SOURCE PASSAGE.
Focused? Frustrated? App lets K-12 students tell teachers how they're feeling

Johns Hopkins researchers who study classroom stress create a simple tool that makes it easier for students and teachers to understand each other

Jill Rosen
Office phone
Cell phone

Two Johns Hopkins University researchers who study classroom stress and the emotional well-being of students and teachers have released an app that allows teachers to get daily reports about how their students are feeling.

Though the tool wasn't created for the pandemic, it certainly has come in handy over the last year as educators struggle to keep tabs on students, especially if they're teaching remotely.


Researchers know students will be anxious this year as schools struggle with the Delta variant.

"When they come back, it will be a new normal they don't know what's going to happen," said co-creator Lieny Jeon, associate professor in the university's School of Education. "Some students will be very nervous or anxious, and teachers may be too because they don't know what to expect for students. This app could provide a platform for both students and teachers to understand each other."

EXERCISE TASKS.
a) In the article about the student feelings app, what position does Lieny Jeon hold?
b) Retype the part of the app article that opens with the words containing "Focused? Frustrated? App" and closes with "they're teaching remotely.".

EXTRACTED RECORDS.
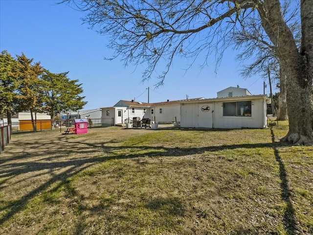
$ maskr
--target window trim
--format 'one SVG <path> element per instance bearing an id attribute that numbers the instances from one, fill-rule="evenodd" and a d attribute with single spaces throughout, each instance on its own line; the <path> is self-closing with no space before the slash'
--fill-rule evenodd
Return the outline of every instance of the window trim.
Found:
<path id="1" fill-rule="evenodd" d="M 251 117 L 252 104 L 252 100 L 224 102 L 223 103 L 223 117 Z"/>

* * *

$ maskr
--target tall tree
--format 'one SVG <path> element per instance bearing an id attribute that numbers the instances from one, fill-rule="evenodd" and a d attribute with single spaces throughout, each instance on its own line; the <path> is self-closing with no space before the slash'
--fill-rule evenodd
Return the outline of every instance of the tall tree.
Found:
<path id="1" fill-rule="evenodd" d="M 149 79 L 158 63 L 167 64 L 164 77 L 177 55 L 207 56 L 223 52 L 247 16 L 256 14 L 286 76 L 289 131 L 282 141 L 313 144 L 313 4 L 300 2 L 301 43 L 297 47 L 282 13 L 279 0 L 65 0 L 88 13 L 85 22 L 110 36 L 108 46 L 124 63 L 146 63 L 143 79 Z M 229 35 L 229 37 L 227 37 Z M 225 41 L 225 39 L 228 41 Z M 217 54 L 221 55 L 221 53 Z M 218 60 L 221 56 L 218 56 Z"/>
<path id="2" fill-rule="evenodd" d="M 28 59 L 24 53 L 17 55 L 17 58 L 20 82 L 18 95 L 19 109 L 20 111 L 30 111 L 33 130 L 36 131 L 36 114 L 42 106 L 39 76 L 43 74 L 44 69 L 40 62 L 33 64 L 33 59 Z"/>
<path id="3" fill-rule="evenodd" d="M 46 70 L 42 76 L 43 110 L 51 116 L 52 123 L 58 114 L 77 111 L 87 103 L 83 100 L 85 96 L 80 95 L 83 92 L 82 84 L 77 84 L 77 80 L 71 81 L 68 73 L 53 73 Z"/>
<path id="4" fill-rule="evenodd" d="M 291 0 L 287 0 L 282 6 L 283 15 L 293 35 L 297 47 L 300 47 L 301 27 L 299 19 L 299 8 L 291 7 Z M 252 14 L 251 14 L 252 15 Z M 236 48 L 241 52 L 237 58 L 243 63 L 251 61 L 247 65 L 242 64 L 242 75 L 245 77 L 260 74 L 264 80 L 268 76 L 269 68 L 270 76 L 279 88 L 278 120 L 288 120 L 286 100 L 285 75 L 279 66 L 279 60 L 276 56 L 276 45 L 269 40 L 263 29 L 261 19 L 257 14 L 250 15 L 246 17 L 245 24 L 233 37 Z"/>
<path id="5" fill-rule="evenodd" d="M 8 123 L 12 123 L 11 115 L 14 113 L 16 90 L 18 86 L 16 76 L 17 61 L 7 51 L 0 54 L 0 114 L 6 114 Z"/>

PROBLEM SOLUTIONS.
a) Associate professor in the School of Education at Johns Hopkins University.

b)
Focused? Frustrated? App lets K-12 students tell teachers how they're feeling

Johns Hopkins researchers who study classroom stress create a simple tool that makes it easier for students and teachers to understand each other

Jill Rosen
Office phone
Cell phone

Two Johns Hopkins University researchers who study classroom stress and the emotional well-being of students and teachers have released an app that allows teachers to get daily reports about how their students are feeling.

Though the tool wasn't created for the pandemic, it certainly has come in handy over the last year as educators struggle to keep tabs on students, especially if they're teaching remotely.